> _Location identification items_:
==*==

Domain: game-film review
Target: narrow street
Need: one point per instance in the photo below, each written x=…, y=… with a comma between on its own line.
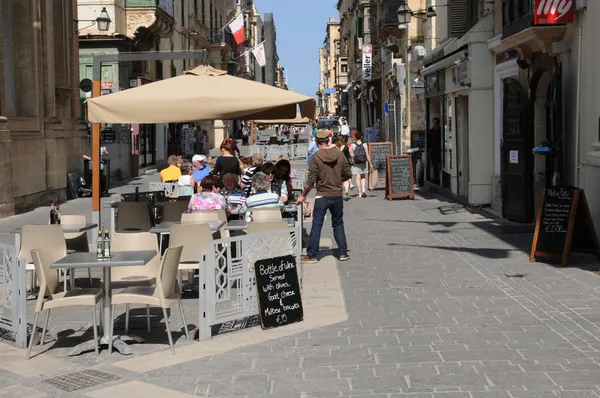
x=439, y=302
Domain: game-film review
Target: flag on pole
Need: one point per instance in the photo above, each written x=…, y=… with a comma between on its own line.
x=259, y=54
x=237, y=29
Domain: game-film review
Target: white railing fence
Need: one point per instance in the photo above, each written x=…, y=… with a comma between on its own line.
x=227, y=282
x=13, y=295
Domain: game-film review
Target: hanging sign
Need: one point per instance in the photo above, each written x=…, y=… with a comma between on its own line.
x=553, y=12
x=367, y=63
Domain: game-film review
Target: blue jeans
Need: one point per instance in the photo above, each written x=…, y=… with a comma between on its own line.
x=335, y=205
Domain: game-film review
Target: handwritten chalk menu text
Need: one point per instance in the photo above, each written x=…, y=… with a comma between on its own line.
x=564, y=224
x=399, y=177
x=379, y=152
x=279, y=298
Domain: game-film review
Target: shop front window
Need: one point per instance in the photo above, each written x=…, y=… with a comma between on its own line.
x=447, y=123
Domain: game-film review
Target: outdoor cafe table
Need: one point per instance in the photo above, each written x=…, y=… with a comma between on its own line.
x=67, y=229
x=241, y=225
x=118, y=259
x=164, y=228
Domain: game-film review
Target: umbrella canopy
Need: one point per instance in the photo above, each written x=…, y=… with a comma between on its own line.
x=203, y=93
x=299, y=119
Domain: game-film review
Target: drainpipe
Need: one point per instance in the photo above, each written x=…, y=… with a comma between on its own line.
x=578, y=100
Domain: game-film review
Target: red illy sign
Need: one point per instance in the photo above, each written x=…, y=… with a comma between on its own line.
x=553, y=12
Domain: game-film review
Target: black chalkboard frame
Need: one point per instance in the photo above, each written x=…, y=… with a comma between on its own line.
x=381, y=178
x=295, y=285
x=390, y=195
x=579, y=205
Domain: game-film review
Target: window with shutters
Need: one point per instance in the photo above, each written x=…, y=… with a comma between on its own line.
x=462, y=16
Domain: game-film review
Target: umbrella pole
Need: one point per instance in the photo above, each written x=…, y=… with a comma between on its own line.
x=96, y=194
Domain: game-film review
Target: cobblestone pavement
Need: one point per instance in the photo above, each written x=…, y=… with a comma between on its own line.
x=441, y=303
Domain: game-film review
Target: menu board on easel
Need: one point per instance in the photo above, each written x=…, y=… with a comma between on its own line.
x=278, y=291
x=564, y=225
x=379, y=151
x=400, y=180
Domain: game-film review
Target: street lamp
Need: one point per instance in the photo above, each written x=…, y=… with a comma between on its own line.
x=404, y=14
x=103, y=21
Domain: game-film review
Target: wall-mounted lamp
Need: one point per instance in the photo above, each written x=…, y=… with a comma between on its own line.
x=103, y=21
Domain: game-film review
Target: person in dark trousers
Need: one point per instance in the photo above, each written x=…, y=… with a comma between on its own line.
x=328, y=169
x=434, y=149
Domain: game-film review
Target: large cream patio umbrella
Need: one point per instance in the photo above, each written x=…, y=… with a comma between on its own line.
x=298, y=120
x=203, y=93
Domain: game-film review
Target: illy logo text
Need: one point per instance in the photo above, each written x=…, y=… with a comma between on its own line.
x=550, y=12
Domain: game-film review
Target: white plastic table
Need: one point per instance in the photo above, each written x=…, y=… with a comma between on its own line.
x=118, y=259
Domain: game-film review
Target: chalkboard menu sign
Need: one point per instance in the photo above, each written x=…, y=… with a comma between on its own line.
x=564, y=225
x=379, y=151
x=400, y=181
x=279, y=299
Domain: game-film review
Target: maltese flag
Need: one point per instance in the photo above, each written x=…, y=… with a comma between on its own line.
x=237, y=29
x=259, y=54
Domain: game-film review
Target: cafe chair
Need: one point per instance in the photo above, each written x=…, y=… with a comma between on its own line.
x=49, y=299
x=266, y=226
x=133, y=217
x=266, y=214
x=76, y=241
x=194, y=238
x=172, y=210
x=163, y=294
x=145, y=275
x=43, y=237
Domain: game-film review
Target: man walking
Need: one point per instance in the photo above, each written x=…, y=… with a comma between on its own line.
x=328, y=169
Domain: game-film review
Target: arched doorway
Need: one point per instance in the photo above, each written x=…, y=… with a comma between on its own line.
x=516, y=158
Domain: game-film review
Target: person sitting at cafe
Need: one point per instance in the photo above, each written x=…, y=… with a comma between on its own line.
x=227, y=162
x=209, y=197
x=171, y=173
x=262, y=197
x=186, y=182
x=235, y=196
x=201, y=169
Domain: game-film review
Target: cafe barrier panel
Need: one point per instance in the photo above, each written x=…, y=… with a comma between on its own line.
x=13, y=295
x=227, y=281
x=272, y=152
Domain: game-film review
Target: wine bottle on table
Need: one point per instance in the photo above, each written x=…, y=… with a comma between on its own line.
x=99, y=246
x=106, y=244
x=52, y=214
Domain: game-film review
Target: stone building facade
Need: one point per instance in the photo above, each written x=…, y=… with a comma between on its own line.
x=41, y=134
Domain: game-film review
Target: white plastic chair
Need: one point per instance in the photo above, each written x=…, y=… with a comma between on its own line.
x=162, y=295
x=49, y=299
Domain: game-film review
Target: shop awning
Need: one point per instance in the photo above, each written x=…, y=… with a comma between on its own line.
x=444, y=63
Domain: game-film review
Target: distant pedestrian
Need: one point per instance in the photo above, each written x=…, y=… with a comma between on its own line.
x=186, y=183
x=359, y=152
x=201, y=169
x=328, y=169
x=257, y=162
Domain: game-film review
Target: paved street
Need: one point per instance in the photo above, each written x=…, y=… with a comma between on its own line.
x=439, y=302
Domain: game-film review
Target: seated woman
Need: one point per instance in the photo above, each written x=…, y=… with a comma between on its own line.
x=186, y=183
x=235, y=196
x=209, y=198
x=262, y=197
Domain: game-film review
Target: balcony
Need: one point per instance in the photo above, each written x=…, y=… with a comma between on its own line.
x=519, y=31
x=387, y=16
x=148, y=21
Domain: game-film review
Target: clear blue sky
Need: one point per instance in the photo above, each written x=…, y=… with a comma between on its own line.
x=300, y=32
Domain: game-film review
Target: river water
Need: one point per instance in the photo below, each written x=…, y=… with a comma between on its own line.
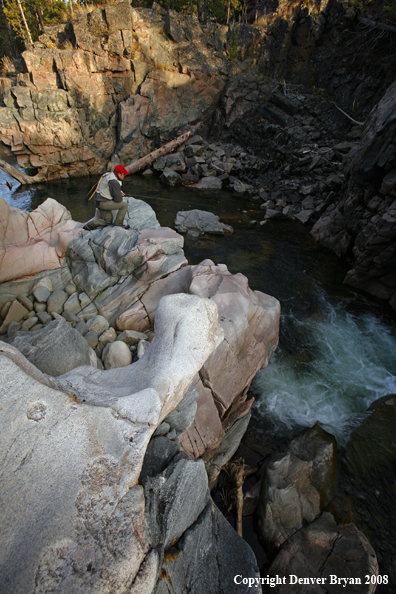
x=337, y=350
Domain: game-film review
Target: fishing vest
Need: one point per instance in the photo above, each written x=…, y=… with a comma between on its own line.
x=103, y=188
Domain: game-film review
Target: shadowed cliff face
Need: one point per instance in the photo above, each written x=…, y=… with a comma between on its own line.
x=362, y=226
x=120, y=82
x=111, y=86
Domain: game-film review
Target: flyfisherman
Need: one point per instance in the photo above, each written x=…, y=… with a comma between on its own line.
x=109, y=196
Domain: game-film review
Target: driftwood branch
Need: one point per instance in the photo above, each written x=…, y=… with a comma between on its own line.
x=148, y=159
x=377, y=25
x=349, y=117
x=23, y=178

==*==

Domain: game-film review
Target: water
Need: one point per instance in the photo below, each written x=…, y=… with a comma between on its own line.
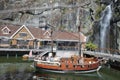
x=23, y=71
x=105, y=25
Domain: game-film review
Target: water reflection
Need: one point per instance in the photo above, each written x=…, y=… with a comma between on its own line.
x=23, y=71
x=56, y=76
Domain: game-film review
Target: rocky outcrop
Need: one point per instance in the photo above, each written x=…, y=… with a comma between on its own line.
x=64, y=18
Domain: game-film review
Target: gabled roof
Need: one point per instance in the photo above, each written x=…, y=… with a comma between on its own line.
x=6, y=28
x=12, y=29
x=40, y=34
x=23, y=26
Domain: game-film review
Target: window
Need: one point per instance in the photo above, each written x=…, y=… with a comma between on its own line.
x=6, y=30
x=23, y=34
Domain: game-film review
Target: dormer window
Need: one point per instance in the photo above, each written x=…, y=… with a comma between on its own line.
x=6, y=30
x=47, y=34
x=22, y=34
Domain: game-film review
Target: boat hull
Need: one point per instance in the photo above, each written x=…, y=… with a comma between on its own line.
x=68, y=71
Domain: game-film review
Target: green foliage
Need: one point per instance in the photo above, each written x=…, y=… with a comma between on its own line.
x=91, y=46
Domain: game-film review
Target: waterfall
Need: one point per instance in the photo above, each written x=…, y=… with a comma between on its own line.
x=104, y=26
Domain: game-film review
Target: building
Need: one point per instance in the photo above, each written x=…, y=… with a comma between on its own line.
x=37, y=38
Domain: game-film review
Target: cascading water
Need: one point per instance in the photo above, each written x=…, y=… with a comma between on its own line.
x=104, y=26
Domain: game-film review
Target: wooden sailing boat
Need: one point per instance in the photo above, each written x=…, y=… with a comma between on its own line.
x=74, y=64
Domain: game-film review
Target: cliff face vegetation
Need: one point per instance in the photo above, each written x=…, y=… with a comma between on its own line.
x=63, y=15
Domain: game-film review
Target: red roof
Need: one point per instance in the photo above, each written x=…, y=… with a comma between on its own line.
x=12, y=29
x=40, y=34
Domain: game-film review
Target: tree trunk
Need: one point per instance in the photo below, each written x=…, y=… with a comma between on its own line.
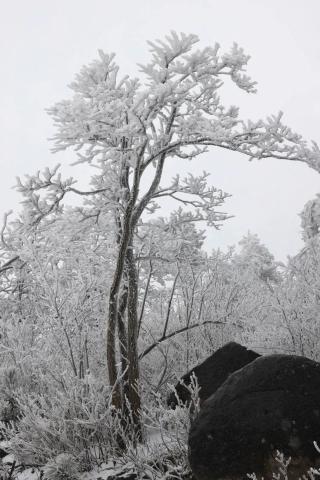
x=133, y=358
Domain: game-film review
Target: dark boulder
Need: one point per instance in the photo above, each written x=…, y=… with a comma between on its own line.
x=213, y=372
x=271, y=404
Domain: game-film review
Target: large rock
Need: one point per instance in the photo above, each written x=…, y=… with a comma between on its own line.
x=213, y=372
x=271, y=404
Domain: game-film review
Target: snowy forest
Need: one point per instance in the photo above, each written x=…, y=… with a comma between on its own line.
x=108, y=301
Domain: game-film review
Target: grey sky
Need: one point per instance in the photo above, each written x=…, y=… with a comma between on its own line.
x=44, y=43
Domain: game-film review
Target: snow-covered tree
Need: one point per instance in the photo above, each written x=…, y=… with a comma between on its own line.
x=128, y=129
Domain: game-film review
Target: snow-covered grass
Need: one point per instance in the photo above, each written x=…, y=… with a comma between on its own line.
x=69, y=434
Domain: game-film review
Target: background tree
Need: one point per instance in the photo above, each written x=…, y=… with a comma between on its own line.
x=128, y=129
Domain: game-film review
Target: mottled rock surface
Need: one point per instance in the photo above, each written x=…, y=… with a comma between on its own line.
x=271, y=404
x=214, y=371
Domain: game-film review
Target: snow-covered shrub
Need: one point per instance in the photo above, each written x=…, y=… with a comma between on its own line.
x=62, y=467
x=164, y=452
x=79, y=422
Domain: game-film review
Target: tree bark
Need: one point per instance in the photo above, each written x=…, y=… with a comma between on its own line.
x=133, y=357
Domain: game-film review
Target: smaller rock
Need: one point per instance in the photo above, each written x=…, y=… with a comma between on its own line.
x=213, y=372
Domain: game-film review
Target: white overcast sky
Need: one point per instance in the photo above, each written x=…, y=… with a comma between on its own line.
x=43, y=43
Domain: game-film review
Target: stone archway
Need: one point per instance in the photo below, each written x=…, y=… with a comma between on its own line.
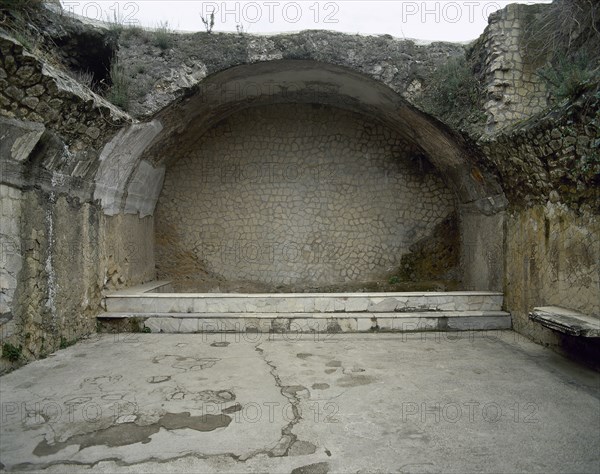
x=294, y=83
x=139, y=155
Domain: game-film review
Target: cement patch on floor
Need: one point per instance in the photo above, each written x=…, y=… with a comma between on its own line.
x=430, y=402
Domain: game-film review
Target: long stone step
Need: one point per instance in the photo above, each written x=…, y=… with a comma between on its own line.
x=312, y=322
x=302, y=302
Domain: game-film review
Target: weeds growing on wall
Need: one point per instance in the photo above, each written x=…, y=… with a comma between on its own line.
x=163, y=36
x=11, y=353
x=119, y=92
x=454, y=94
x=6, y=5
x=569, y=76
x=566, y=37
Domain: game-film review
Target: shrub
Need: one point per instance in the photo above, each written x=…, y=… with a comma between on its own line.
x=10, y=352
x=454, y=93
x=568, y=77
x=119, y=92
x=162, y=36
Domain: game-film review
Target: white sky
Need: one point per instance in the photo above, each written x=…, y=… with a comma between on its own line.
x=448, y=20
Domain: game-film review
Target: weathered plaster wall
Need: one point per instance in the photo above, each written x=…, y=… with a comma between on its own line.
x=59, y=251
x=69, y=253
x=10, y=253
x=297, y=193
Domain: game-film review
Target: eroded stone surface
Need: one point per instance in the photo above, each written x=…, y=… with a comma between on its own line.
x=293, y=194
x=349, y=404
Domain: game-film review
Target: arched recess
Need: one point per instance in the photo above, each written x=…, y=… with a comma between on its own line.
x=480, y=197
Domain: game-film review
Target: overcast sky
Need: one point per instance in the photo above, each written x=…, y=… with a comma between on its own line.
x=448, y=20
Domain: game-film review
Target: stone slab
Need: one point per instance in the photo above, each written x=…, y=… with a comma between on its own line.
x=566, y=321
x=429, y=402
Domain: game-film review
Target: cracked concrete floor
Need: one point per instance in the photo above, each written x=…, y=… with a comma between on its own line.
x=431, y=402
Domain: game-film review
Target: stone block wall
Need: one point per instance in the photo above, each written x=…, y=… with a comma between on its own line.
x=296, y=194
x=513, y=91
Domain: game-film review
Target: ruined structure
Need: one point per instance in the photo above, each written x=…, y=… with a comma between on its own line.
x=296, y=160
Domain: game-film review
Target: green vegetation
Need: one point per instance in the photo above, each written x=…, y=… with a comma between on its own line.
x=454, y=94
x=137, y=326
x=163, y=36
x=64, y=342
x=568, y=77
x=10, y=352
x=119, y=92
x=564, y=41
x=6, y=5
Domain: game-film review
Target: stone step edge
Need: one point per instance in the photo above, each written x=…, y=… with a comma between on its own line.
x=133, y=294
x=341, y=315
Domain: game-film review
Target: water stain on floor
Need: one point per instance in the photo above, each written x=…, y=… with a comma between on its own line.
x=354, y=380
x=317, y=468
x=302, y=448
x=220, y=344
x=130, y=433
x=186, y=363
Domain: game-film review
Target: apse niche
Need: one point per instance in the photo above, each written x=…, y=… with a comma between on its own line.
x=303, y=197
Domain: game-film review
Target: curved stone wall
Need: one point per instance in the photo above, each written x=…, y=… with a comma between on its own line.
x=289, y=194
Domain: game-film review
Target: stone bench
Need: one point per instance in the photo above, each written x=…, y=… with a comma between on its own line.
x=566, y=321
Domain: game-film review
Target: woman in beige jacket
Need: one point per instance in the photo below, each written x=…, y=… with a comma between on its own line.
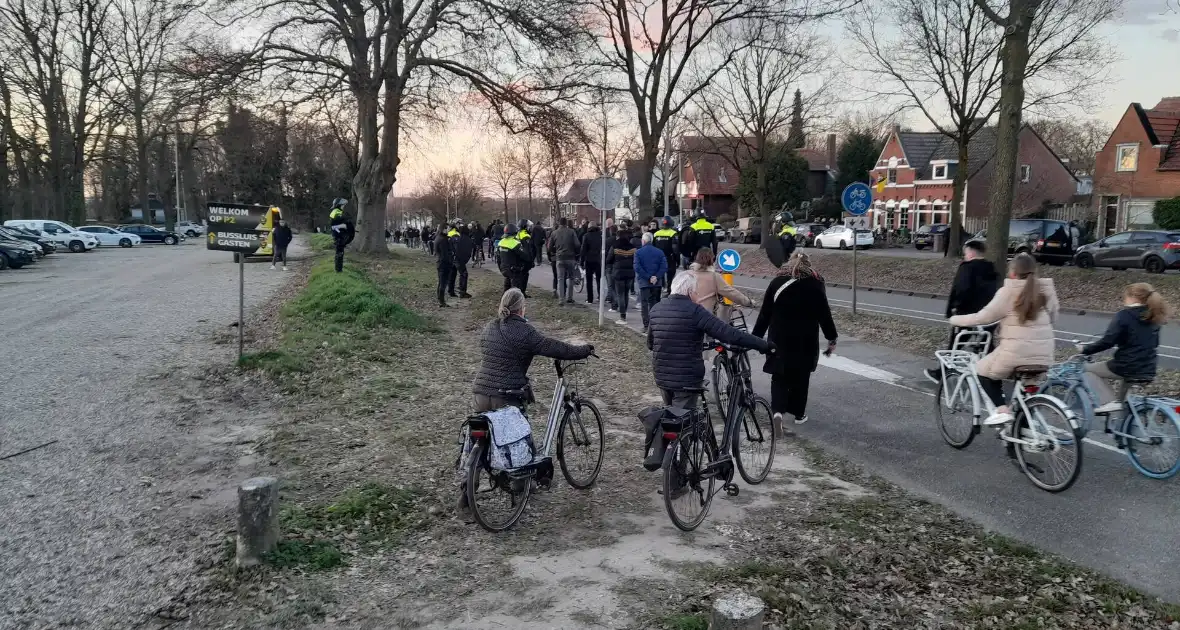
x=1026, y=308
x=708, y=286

==*==

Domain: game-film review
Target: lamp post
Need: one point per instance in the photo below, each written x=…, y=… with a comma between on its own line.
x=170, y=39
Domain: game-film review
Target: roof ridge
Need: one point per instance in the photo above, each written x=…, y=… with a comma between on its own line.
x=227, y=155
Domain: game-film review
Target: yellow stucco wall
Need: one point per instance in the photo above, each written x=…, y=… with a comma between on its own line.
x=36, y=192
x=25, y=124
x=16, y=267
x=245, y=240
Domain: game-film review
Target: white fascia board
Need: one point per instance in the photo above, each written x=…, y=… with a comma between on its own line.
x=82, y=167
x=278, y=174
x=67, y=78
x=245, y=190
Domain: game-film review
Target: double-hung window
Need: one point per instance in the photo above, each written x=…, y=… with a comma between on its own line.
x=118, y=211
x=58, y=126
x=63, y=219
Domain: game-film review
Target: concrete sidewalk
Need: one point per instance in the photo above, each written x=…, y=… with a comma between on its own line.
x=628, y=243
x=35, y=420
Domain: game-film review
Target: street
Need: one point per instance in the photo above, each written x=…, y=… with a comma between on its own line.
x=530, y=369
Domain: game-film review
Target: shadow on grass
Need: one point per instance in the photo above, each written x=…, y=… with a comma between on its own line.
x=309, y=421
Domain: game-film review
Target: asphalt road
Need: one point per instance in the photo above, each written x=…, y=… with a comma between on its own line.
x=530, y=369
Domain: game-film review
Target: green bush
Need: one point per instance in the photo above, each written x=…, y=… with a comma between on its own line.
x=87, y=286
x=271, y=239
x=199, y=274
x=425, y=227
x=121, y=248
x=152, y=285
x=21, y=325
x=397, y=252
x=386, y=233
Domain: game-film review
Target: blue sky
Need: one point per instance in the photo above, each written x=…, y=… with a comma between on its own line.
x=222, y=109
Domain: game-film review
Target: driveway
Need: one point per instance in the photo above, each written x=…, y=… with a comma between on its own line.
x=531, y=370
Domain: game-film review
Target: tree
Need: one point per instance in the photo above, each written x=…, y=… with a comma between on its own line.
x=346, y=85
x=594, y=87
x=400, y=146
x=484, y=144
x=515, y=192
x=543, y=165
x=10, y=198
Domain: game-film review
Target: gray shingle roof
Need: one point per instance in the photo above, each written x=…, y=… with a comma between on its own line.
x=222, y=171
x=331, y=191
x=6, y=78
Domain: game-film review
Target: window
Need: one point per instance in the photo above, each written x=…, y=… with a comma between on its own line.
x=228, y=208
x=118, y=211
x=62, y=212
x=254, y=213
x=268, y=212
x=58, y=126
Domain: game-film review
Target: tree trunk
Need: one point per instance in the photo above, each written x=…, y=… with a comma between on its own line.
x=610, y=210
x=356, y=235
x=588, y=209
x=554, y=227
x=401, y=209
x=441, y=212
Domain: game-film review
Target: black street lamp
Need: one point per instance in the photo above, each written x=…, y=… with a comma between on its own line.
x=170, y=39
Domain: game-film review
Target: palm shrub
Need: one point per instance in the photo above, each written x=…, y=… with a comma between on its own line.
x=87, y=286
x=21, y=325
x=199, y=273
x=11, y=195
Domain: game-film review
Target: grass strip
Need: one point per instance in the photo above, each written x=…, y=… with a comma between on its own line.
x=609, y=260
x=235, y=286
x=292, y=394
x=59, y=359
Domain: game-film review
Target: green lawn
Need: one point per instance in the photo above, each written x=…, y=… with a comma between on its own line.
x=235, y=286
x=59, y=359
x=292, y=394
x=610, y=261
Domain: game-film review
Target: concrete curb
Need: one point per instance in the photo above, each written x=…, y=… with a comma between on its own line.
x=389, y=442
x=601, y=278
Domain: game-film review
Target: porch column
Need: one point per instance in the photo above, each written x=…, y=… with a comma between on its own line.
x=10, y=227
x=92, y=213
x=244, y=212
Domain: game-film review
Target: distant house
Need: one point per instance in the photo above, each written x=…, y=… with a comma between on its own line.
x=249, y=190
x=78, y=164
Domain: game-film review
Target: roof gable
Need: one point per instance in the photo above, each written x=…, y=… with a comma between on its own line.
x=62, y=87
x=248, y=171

==*==

> _WHAT YOU NEED TO DO_: Extract every line from the location identification items above that contains the word "vegetation".

> _CORRECT OUTPUT_:
Target: cliff face vegetation
Target: green vegetation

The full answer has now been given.